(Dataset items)
--------

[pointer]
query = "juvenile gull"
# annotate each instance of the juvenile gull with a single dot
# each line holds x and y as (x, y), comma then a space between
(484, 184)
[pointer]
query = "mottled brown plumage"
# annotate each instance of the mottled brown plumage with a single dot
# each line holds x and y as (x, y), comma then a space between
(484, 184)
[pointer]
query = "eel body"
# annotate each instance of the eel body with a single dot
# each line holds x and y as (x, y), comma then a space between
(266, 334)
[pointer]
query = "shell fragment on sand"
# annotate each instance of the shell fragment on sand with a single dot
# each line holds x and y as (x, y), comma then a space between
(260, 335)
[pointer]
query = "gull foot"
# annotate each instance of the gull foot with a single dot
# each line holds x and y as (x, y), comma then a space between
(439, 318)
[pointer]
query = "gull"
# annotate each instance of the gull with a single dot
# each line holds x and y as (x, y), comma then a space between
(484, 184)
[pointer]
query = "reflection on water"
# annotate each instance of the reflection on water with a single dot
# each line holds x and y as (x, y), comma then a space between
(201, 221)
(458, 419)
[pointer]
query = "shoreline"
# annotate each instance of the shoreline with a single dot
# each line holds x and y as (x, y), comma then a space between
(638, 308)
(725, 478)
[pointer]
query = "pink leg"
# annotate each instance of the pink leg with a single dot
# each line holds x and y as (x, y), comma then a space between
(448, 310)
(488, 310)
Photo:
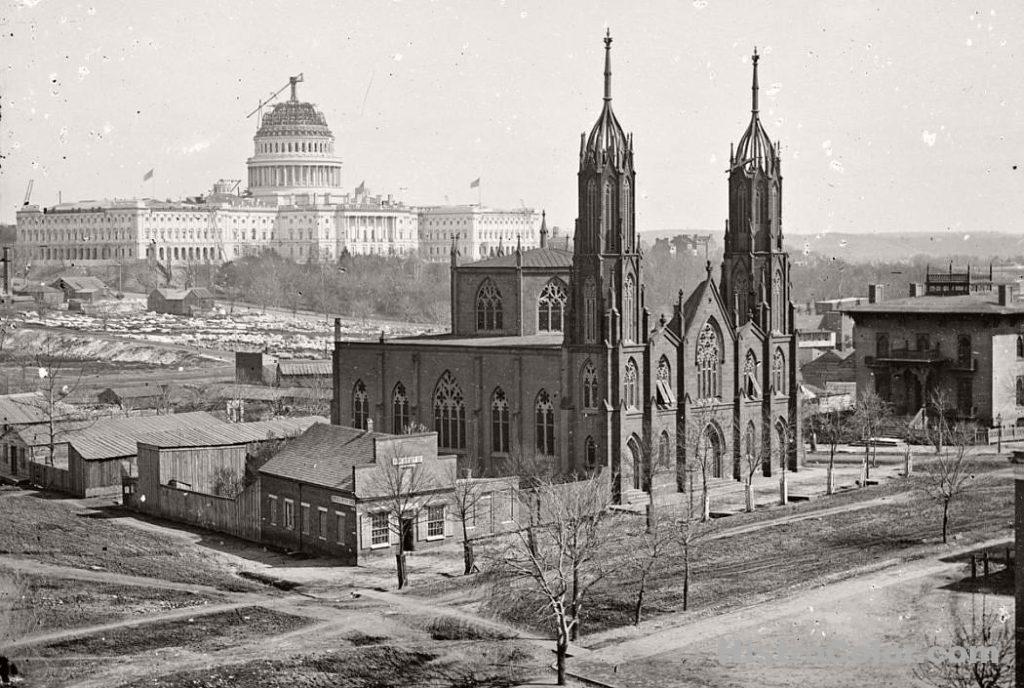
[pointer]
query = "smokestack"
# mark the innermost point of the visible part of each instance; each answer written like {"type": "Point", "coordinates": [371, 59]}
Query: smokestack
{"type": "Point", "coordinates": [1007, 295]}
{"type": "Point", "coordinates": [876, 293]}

--------

*DIRECTIONS*: Your task is to repeat the material above exactly, without its pictures.

*SOLUTION FOR THIS EXERCISE*:
[pointer]
query = "juvenile gull"
# annotate each instance of the juvenile gull with a single dot
# each line holds x and y as (x, y), comma then a space between
(484, 184)
[pointer]
query = "mottled brown plumage"
# annotate each instance of the mottled brown plumage with a single dot
# each line holds x and y as (x, y), comma then a space between
(484, 184)
[pointer]
query = "eel body"
# annotate each instance of the eel body with a single dot
# each line holds x and y as (x, y), comma then a space between
(266, 334)
[pointer]
query = "shell fragment on sand"
# annotate each instance of the shell fragment on sand with a single dot
# each line holds x and y as (x, y), comma then a space between
(260, 335)
[pointer]
query = "gull foot"
# annotate each instance of the gull foot with a single dot
# each line holds x and y as (x, y), comma then a space between
(439, 318)
[pointer]
query = "gull"
# annotate each instance of the gull with a single dot
# each line holds x and y as (x, y), comma then a space between
(484, 184)
[pointer]
query = "reflection on water"
# annotate each instance of the reflection on water with a single dot
# each line holds x and y as (x, y), comma then a space between
(201, 221)
(458, 419)
[pointer]
query = "shoreline"
# annotate each instance of the shoreline with a single dot
# each line holds x and y as (x, y), comma then a space between
(638, 308)
(725, 478)
[pointer]
query = "pink leg"
# annotate each instance of the pink leg with a single dot
# each line holds x and y as (x, y), comma then a space between
(448, 310)
(488, 310)
Photo:
[pointer]
query = "smokestack"
# mark the innermost point of the visible part of each instance; each answer written like {"type": "Point", "coordinates": [371, 59]}
Query: smokestack
{"type": "Point", "coordinates": [1007, 295]}
{"type": "Point", "coordinates": [876, 293]}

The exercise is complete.